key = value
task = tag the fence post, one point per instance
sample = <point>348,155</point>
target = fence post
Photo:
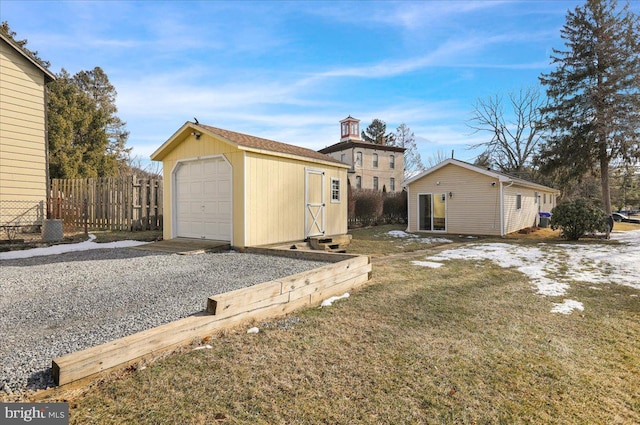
<point>85,216</point>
====
Can you retype the listing above line for line, leaving the pictures out of your answer?

**COMPLETE ANSWER**
key = value
task = tag the fence post, one point per instance
sample = <point>348,155</point>
target = fence post
Photo:
<point>85,216</point>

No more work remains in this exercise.